Teks Latihan>
########################################

Bisnis.com, JAKARTA – Uni Eropa akan mengamandemen regulasi tata niaga kayu sebagai konsekuensi pengakuan sistem verifikasi legalitas kayu (SVLK) sebagai lisensi Forest Law Enforcement, Governance, and Trade (FLEGT).
Kesepakatan itu merupakan bagian dari perjanjian kemitraan sukarela (VPA) yang diratifikasi UE dengan Indonesia pada 2014. Pemerintah Indonesia telah lebih dahulu memberlakukan SVLK sebagai syarat ekspor seluruh produk industri kehutanan sejak April 2016.
Staf Ahli Menteri Lingkungan Hidup dan Kehutanan Bidang Ekonomi Sumber Daya Alam Agus Justianto mengatakan UE akan memasukkan semua produk kayu yang tercakup dalam VPA melalui amandemen regulasi yang diadopsi Komisi Eropa. Selanjutnya, Parlemen Eropa serta Dewan Menteri Uni Eropa akan melakukan deliberasi selama maksimal 2 bulan.
“Setelah regulasi diberlakukan, maka operasionalnya akan berlaku di 28 negara Uni Eropa,” katanya dalam konferensi pers di Jakarta, Jumat (3/6/2016).
Pertemuan Indonesia-UE terakhir dilakukan dalam forum Joint Implementation Committe (JIC) IV pada 18 Mei 2016. JIC sendiri dibentuk untuk memonitor pelaksanaan VPA oleh kedua belah pihak.

########################################

Tugas yang Dikerjakan>
- 1) Salin dengan persis semua isi teks berita SVLK, mulai dari "Staf Ahli Menteri" sampai "kedua belah pihak.".
- 2) Tulis ulang secara lebih ringkas paragraf dalam teks berita SVLK yang diawali "Staf Ahli Menteri Lingkungan Hidup" tanpa menghilangkan fakta utamanya.
- 3) Jawab pertanyaan berikut berdasarkan teks berita SVLK.
(a) Sejak kapan pemerintah Indonesia memberlakukan SVLK sebagai syarat ekspor seluruh produk industri kehutanan?
(b) Di berapa negara Uni Eropa operasional regulasi akan berlaku setelah diberlakukan?
(c) Kapan forum JIC IV diadakan?
Baris-baris data berikut tidak dipakai dalam tugas apa pun.

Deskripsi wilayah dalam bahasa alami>
########################################

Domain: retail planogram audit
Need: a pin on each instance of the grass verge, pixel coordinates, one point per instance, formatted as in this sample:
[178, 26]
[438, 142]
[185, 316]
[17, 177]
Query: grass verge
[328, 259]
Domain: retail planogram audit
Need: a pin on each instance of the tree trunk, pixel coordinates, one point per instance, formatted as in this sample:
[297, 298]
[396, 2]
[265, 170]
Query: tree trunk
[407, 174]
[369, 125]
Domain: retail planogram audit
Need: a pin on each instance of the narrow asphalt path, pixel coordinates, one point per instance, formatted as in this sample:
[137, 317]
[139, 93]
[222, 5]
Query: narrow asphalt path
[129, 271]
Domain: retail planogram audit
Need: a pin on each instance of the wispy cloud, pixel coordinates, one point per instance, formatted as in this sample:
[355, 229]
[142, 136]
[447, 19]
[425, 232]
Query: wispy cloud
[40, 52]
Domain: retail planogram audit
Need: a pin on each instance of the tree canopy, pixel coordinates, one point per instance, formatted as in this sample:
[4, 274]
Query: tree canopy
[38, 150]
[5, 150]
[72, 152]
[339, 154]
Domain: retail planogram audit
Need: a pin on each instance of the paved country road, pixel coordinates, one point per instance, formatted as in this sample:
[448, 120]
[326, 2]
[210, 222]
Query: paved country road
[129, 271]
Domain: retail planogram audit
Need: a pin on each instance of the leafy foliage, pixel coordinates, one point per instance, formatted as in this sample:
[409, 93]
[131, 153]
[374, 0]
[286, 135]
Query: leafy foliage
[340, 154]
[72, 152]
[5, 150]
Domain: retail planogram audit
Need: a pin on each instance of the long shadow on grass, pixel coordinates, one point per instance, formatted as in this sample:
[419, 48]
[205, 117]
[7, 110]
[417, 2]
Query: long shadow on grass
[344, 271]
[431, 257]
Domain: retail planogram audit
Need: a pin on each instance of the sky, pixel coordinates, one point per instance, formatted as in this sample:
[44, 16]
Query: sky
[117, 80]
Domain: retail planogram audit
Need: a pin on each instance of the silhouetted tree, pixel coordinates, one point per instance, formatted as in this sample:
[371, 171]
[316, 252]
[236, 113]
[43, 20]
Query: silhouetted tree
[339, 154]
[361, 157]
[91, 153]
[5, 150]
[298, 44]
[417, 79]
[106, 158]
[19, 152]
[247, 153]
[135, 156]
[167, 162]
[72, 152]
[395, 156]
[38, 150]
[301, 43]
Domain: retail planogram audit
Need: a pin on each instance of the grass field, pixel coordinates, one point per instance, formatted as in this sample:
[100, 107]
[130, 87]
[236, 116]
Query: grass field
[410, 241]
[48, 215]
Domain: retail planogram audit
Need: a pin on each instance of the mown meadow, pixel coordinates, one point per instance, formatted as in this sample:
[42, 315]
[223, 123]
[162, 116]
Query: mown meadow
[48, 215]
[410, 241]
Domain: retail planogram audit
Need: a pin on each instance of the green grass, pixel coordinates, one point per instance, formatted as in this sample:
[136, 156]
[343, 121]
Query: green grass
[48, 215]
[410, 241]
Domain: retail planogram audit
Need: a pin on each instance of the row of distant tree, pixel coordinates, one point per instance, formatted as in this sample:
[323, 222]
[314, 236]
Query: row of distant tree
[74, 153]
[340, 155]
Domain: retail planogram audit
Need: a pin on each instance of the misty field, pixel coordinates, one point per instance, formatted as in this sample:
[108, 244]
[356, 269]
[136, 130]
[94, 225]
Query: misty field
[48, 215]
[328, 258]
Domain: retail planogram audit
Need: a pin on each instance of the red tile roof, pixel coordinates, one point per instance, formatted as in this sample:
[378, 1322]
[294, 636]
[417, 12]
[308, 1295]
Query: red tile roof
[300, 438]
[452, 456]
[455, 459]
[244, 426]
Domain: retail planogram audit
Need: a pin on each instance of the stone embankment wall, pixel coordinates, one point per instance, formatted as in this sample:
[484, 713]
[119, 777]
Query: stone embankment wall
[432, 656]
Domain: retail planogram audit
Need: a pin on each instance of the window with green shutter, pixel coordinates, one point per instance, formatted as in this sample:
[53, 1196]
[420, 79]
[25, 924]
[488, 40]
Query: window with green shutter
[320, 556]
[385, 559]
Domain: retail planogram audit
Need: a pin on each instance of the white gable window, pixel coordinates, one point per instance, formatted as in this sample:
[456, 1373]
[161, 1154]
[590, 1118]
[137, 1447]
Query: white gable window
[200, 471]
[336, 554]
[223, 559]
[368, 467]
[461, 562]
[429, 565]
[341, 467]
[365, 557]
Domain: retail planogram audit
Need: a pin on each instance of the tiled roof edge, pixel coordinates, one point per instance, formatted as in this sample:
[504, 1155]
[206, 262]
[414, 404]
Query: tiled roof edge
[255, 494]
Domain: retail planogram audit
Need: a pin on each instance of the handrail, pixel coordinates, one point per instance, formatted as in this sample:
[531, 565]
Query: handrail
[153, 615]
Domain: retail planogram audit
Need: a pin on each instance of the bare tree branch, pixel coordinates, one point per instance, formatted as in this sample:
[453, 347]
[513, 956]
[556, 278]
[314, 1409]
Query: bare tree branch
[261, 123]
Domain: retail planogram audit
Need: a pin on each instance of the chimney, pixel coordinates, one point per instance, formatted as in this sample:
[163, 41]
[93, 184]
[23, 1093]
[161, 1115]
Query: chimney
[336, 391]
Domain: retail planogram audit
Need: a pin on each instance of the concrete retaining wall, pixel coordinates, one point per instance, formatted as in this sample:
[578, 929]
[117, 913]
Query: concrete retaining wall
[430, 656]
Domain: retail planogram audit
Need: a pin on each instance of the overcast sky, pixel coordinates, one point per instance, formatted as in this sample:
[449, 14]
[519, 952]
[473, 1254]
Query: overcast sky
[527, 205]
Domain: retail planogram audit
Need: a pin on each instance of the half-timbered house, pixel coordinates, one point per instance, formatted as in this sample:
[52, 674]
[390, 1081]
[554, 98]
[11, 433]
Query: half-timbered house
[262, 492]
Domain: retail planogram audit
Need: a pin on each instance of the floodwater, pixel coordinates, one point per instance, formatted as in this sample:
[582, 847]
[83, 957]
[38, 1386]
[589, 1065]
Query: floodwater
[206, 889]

########################################

Jawaban>
- 1)
Staf Ahli Menteri Lingkungan Hidup dan Kehutanan Bidang Ekonomi Sumber Daya Alam Agus Justianto mengatakan UE akan memasukkan semua produk kayu yang tercakup dalam VPA melalui amandemen regulasi yang diadopsi Komisi Eropa. Selanjutnya, Parlemen Eropa serta Dewan Menteri Uni Eropa akan melakukan deliberasi selama maksimal 2 bulan.
“Setelah regulasi diberlakukan, maka operasionalnya akan berlaku di 28 negara Uni Eropa,” katanya dalam konferensi pers di Jakarta, Jumat (3/6/2016).
Pertemuan Indonesia-UE terakhir dilakukan dalam forum Joint Implementation Committe (JIC) IV pada 18 Mei 2016. JIC sendiri dibentuk untuk memonitor pelaksanaan VPA oleh kedua belah pihak.

- 2) Menurut Agus Justianto, Staf Ahli Menteri LHK Bidang Ekonomi Sumber Daya Alam, UE akan memasukkan semua produk kayu yang tercakup dalam VPA lewat amandemen regulasi yang diadopsi Komisi Eropa. Setelah itu, Parlemen Eropa dan Dewan Menteri UE akan melakukan deliberasi paling lama 2 bulan.

- 3)
(a) Sejak April 2016.
(b) Di 28 negara.
(c) Pada 18 Mei 2016.